* [What you will do]: Look through the records below for the line with "Target: misty haze". Return that line and each one after it up to and including the line with "Target: thick mist", exactly.

::::

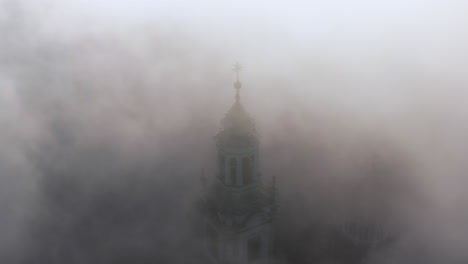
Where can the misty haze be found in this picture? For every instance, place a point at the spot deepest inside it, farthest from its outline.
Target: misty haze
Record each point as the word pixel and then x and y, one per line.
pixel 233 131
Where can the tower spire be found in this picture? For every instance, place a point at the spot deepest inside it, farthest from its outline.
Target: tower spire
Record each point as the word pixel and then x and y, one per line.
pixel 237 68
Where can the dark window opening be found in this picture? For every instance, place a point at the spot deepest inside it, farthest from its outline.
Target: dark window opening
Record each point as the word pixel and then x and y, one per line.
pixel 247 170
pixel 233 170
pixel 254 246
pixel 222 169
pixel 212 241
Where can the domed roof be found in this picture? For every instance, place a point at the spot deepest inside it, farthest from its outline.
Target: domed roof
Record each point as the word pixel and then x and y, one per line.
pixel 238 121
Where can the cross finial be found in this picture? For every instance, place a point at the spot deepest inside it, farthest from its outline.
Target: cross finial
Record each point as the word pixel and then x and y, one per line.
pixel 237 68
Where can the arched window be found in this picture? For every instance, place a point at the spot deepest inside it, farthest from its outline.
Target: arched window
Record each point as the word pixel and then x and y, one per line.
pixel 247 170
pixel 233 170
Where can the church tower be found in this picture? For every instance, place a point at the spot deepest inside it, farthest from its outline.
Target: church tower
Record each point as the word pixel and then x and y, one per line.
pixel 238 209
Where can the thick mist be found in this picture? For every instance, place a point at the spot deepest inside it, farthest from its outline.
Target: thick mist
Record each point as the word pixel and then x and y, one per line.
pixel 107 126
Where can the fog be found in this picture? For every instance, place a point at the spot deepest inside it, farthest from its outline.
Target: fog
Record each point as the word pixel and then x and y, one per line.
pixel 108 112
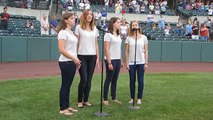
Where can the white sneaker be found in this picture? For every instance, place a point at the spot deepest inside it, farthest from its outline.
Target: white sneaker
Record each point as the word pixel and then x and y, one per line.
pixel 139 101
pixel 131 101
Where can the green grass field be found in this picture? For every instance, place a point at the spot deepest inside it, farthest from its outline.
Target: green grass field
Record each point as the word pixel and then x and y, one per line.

::::

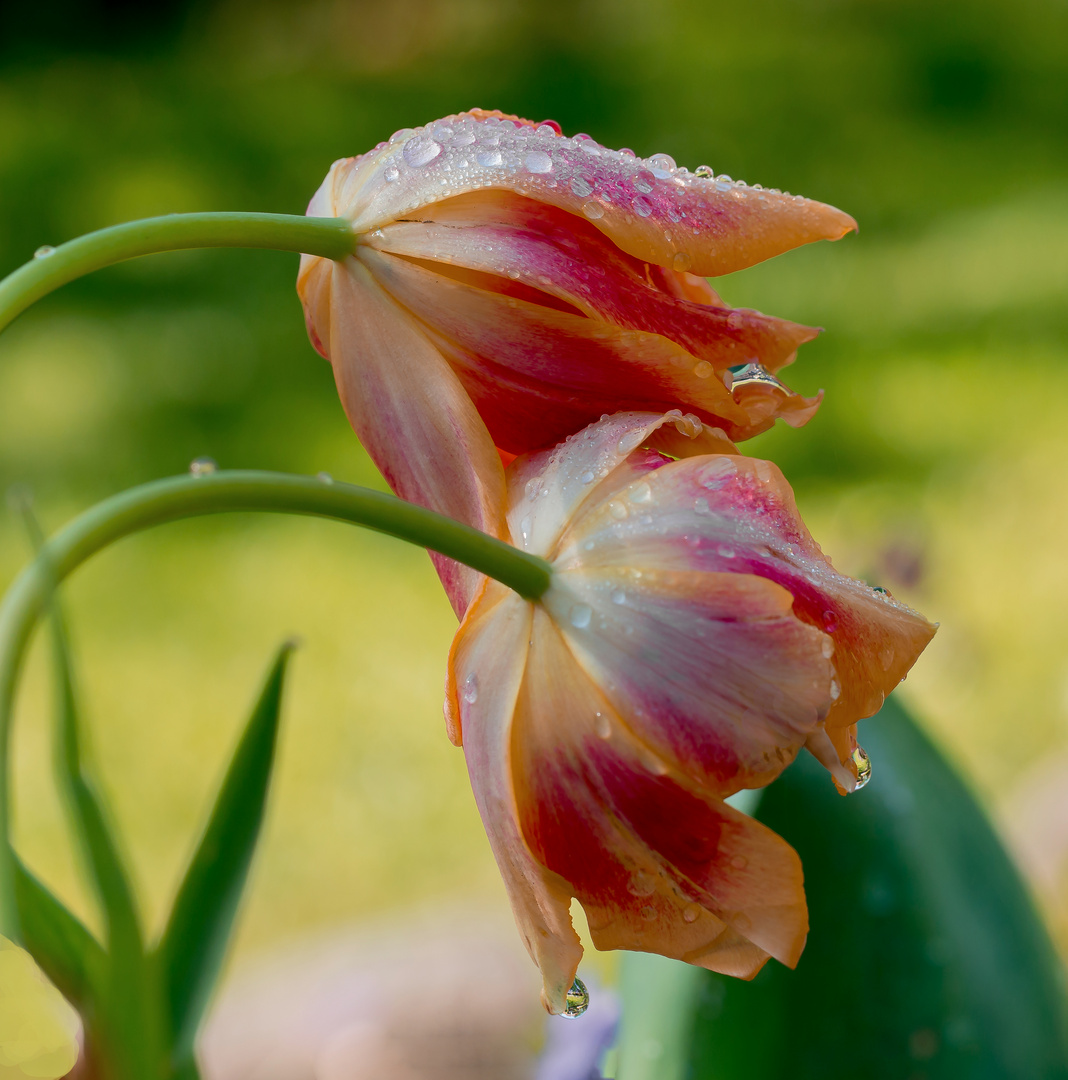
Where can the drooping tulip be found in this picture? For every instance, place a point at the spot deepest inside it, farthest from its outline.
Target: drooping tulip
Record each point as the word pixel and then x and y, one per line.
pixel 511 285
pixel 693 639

::::

* [Solution to this exercise]:
Target: misty haze
Record each point as the word pixel and then x and y, one per line.
pixel 233 131
Where can the tower spire be found in this picture? For every instance, place a point at the spot deepest inside it, farthest from its outline.
Target: tower spire
Record each point as the word pixel and then x and y, one per line.
pixel 237 68
Where can the dark window opening be found in this picture? For every instance, place a point at the spot deepest inside it, farthest from its outline.
Target: dark window opening
Record each point as the word pixel and then x and y, one per line.
pixel 247 170
pixel 233 170
pixel 254 246
pixel 222 169
pixel 212 241
Where can the domed roof be found in this picture? For every instance, place a point at the spot deepest inside it, farthest from its outline.
Target: domed roof
Record each point as the word pixel and then x and y, one per line.
pixel 238 121
Where can the cross finial be found in this picture? For every instance, place a point at the spot deepest inside it, farthest from its outline.
Target: cross finial
Record each point as the word pixel and then x and y, one per line.
pixel 237 68
Where can the arched window be found in this picture? For every instance, place a point at the spot deepest inside it, farthest from its outline.
Target: arched window
Record each point as the word pixel and then x and y, one per line.
pixel 247 170
pixel 233 170
Where can the church tower be found in this picture? For every instance, place a point at the spot deepest inside it, farthest from its outline.
Target: church tower
Record each point as the word pixel and then x and y, one per line.
pixel 238 209
Where can the thick mist be found in this picture? For every instance, place a point at the spot deepest inside it, farthest from its outline.
Target: thick mist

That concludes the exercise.